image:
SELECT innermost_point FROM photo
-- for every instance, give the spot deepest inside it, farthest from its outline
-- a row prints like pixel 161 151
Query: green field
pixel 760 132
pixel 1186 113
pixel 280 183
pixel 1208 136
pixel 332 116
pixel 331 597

────────────────────

Task statement » Copy the lines above word for word.

Answer »
image:
SELECT innermost_point FROM photo
-- for every instance, give the spot deepest inside it, farthest from its outline
-- a row prints like pixel 161 151
Query: green field
pixel 760 132
pixel 1186 113
pixel 280 183
pixel 1208 136
pixel 332 116
pixel 331 597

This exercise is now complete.